Reading passage -
■ ■ ■ ■
Being busy is

June 6, 2010

Diary entry:

This is a busy time of the year for teachers. Final lectures, final exams, final meetings, deadlines for various and sundry things, parties, and grading papers.
I lectured last week, the last week or the term, in MUSIC HISTORY, CULTURE and CREATIVITY about orchestration. The class must orchestrate a little piano piece I’ve assigned. They have a choice of the Ravel “Pavanne,” a movement from Stravinsky’s “Les cinq doigts,” a Schumann children’s piece, and the first Gymnopedie of Satie. On Tuesday I orchestrated two of my own piano pieces using SIbelius notation software. I had the piano piece already copied, so orchestrating involved copying, and filtering layers of the music and assigning and adapting those lines to the instruments in the orchestra. That process proved to be impressive to some and terrifying to others because of the additional terror of not knowing the software.

On Thursday, to balance the technologially-based demonstration on Tuesday, I passed out four blank orchestral pages and had students orchestrate the Stravinsky “Moderato” (from the same set) in class using only paper and pencil while the faculty and TAs walked around and guided them through the process. This was important because a number of students confessed to being terrified of having to write for orchestra. It’s true: I remember the first time I ever wrote for orchestra, having to “stretch” your brain to think for that many instruments, and it kinda hurts in the process. By the end of the class, I’m certain many felt more at ease.

My writing effort of late has been focused on editing and writing our department’s self-review––an exercise required of all academic departments. It is an interesting process to think about what we (the UCLA Dept of Music) are as a department: our strengths and weaknesses, and to see how much we’ve grown.

Last week at Royce Hall, James Conlon conducted the UCLA Philharmonia and Chorale in thrilling concert featuring Schoenberg’s “Survivor from Warsaw.” I remember singing that piece as a freshman and just being amazed by it. I can still sing it from memory. Nowadays it seems like “Survivor” is truly a protest piece, not so far from Bob Dylan, really. The piece was preceded and succeeded by short pieces by Schreker and Zemilinsky. I must say I LOVED the Schreker. It was a momentous day in the history of the department. It was also very cool to have the Schoenberg sons and their wives in the audience, looking very pleased. Neal Stulberg’s narration was captivating if not down-right creepy. It was thrilling. (I would have amplified the men’s chorus btw.)
■ ■ ■ ■
Dataset rows -
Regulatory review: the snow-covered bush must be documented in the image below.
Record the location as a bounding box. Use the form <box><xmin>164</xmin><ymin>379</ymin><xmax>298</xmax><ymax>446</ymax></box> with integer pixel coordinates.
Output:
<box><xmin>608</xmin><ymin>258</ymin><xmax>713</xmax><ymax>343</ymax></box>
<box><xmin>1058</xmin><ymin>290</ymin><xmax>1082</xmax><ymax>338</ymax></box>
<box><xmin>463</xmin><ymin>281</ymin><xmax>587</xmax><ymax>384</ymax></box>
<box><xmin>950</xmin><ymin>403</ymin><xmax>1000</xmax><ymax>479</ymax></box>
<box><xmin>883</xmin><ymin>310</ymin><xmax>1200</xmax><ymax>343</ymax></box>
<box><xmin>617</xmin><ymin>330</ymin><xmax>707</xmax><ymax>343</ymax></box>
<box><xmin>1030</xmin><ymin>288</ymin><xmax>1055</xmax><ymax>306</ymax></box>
■ ■ ■ ■
To do -
a – Show each line of the records that contains the word "must".
b – Write the next part of the diary entry about the busy end of term for a music teacher, picking up after its final sentence.
The records are unrelated to the diary entry.

Answer set -
a –
Regulatory review: the snow-covered bush must be documented in the image below.

b –
I’m gearing up to do Joe Bauer’s new short film, AMBUSH, working on it today.
I graded 80 little piano pieces last weekend and have 80 orchestration to grade next weekend.
I get to go to Palm Springs later this month. Yes!
School has stopped but still a lot of meetings left, then graduation next Saturday, where I get into my Harvard drag and announce the names of our graduating students. My academic life will slow down significantly after that ceremony.

The day after my school’s graduation, my sister in law has her graduation and party at our house, so that will be a lovely way to end the year. Why I remember when she was just a girl! [Julia is SO smart––it’s amazing.]


I now have a nephew David Roger Johnson (2000)and a niece Hannahwho want to move to LA. (These pix from 2000.) It’s an expensive place to move to I’ve warned them, but if they can get on their feet, it will be nice to have family near by.

On Saturday, we had two little families over for dinner, one has a 12 month old boy named Julian, and the other has an 18 month old girl named Julia. Cool symmetry, and they liked each other quite a lot. Good fun to watch the kids and parents interact.

(Our dog) Cody is undergoing chemotherapy. One week injection, the next pills, the next he has off: this for four cycles. He’s doing just fine. Turns out, dogs to much better than humans having chemo, because they don’t know they have a life threatening illness.

Now that Susan’s and my husband have jobs that take them out of the city, we’ve become a fun couple for going to concerts. Last night we went to two: Lana Chae gave a spirited first performance of my THREE IMPROMPTUS for piano followed by a performance of the Goldberg Variations. (I composed the piece to be paired with the Bach.) After a quick dinner in Westwood we zipped back to Royce in time to hear the Missa Solemnis, with Don Neuen conducting the Debut Orchestra and the amassed UCLA Chorale and Angeles Chorale with four terrific soloists.

Last night I watched some foreign film before dosing off. The final image was amazing! It was an aerial shot of about 20 men in a wide open field trying to catch an escaped ostrich. So funny and fun to watch. It put me right to sleep with a smile on my face.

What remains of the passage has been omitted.